I jesteś obecny. Bardzo dużo pracujesz.

Wiesz co? Im bardziej odpuszczam, tym więcej rzeczy do mnie przychodzi. Ale wiesz, im jestem starszy – ty pewnie też tego…

Tomek, uważaj! (śmiech)

(śmiech) …doświadczasz? A może nie? Że im jesteś starsza, tym mniej obchodzi cię, co ludzie o tobie myślą.

Mnie raczej nigdy nie obchodziło, co myślą o mnie inni.

Zazdroszczę ci, bo ja zawsze się przejmowałem.

Krytycznymi ocenami, jeśli chodzi o zawód?

Tak.

A teraz?

Teraz mniej. Może dlatego, że wiem, na co mnie stać i wiem, że dzięki mojemu talentowi i pracy potrafię stworzyć postać na scenie albo na ekranie, z której jestem autentycznie dumny. Wiem, że potrafię być dobrym aktorem, ponadprzeciętnie dobrym aktorem. Ale potrafię też być miernym aktorem w niektórych okolicznościach. Kiedy ktoś mi odbiera poczucie bezpieczeństwa, robię się zaskakująco mało sprawny, mimo że mam przecież warsztat. Natomiast jeżeli ktoś zapewni mi poczucie bezpieczeństwa, zaufam reżyserowi, a on wie jak mnie poprowadzić, to sam jestem zaskoczony jak wiele potrafię z siebie wykrzesać.

§ **Zadanie 1**
Zlicz wiersze rekordów, w których występuje ciąg „white”, przy czym wielkość liter ma znaczenie. Podaj tylko liczbę.
Wywiad i rekordy stanowią dwa odrębne materiały.

[Zebrane wpisy danych]
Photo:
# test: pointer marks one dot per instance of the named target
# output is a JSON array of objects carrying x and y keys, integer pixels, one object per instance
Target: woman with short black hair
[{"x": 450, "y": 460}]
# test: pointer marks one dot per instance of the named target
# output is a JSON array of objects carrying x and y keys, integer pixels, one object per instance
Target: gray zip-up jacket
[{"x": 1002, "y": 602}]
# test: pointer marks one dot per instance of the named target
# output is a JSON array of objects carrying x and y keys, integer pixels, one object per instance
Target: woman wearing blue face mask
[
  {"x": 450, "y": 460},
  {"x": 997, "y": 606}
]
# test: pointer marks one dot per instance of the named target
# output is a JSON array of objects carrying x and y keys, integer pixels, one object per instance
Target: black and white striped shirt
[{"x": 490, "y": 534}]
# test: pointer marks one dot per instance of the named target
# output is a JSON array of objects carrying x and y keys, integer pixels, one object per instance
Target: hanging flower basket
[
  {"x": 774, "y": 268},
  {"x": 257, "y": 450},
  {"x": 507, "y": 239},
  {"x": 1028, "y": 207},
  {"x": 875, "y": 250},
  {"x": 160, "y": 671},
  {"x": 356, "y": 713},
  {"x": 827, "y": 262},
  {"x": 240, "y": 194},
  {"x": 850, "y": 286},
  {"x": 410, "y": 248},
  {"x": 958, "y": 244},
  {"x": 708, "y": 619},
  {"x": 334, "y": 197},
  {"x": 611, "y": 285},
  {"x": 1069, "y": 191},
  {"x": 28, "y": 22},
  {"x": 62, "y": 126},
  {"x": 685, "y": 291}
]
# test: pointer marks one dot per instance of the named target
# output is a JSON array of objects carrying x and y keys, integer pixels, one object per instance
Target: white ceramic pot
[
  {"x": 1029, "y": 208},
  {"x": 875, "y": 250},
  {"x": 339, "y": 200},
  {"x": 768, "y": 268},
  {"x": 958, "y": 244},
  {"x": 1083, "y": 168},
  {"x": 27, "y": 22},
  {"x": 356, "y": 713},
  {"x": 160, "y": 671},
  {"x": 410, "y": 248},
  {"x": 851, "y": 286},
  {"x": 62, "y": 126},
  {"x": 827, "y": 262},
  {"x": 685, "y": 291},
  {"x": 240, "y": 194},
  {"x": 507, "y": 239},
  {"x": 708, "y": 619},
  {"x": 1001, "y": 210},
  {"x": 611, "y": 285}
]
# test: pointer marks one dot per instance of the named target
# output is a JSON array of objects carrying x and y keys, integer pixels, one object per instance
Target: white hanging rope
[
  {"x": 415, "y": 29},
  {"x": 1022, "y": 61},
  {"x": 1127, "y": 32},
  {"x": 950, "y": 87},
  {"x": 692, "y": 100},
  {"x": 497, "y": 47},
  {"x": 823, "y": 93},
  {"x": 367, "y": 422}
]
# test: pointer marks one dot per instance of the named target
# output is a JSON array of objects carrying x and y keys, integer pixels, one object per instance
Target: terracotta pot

§ **Zadanie 2**
Przepisz z wywiadu wszystko od „(śmiech) …doświadczasz? A” aż do „o mnie inni.”, podstawiając „znajomi” w miejsce „ludzie”.

§ **Poprawna odpowiedź 1**
3

§ **Poprawna odpowiedź 2**
(śmiech) …doświadczasz? A może nie? Że im jesteś starsza, tym mniej obchodzi cię, co znajomi o tobie myślą.

Mnie raczej nigdy nie obchodziło, co myślą o mnie inni.